Task to carry out = Reproduce word for word the lines below, starting with the line that contains "Expected: one point per instance of the white ceiling, reported" and continuing through the last of the rows, both ends included.

Data supplied =
----
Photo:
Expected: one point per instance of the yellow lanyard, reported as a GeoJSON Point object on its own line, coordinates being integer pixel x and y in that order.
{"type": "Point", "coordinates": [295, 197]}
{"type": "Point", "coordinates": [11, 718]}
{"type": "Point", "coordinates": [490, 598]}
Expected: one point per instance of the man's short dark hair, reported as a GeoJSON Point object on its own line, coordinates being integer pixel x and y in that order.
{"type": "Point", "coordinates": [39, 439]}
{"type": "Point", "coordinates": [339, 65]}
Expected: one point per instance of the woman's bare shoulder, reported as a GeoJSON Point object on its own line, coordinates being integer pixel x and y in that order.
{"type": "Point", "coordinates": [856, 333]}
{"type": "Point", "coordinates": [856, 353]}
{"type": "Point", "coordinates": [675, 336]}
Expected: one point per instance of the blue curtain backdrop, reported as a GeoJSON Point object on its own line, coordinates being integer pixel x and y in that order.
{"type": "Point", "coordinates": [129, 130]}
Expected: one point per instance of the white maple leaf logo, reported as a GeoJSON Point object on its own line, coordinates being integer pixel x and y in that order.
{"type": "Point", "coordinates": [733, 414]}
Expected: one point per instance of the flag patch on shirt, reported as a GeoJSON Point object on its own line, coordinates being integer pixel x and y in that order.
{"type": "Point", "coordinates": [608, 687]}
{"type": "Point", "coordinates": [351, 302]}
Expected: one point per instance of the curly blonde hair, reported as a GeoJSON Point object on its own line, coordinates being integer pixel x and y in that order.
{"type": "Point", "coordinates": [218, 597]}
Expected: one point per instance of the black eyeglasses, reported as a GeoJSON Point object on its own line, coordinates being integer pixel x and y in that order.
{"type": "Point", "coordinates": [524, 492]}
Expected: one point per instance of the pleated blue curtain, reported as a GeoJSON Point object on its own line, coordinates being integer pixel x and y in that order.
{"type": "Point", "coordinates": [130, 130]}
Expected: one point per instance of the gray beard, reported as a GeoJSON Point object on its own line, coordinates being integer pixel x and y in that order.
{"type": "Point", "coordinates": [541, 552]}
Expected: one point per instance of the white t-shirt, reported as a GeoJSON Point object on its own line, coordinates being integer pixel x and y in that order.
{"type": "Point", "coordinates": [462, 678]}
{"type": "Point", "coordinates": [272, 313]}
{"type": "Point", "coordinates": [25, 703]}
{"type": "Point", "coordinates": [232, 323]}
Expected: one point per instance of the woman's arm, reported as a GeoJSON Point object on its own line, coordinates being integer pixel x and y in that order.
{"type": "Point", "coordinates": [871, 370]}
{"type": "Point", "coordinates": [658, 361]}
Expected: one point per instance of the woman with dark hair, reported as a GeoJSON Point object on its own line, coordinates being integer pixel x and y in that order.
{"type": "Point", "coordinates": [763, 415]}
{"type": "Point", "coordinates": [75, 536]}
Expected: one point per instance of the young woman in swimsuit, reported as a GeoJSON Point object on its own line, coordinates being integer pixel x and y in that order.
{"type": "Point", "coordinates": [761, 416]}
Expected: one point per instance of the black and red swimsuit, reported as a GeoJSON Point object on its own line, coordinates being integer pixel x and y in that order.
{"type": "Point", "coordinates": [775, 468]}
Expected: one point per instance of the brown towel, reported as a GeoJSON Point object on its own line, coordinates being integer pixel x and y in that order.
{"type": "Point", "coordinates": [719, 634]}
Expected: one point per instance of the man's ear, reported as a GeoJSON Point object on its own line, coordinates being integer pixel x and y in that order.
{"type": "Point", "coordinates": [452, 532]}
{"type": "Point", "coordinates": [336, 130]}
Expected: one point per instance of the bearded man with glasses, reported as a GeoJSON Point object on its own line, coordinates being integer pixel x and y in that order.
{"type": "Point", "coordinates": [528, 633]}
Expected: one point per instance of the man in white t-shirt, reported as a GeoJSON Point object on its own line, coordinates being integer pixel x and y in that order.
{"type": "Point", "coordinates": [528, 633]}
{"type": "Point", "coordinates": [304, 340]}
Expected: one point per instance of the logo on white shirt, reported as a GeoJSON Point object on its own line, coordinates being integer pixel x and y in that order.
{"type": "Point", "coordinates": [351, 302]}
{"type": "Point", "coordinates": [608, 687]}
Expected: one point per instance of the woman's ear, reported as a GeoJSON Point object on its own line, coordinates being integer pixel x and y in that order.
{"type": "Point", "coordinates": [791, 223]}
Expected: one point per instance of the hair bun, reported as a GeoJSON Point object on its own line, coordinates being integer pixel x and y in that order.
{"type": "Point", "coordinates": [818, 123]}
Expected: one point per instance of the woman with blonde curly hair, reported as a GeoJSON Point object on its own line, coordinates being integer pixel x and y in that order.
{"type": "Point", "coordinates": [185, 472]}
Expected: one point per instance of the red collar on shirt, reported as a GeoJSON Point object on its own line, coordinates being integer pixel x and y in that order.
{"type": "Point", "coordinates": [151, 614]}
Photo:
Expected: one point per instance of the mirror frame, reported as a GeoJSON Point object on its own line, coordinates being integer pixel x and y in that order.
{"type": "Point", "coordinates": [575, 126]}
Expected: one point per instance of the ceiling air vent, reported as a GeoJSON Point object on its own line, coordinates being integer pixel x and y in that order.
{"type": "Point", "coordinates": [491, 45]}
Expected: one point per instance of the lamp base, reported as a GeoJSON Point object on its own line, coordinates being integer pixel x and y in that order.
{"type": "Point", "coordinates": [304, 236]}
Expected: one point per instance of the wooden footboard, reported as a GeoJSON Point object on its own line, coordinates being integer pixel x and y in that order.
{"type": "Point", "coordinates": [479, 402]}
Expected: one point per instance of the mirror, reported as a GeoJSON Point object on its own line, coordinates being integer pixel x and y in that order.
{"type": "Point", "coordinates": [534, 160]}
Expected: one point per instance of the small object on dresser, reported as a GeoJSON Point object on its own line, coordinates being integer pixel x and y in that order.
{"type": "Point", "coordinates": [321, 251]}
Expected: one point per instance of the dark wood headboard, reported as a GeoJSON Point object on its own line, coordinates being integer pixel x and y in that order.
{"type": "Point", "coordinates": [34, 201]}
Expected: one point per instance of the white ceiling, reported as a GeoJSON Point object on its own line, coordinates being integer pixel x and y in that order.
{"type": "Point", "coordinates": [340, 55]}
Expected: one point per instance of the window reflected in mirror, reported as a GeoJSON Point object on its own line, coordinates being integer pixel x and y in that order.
----
Answer in full =
Expected: one point per instance of the white ceiling, reported as a GeoJSON Point object on its own line, coordinates being integer pixel x and y in that order.
{"type": "Point", "coordinates": [340, 55]}
Expected: one point per instance of the window reflected in mirror, reported as a GeoJSON Point object on its own line, coordinates being integer pixel x and y in that order.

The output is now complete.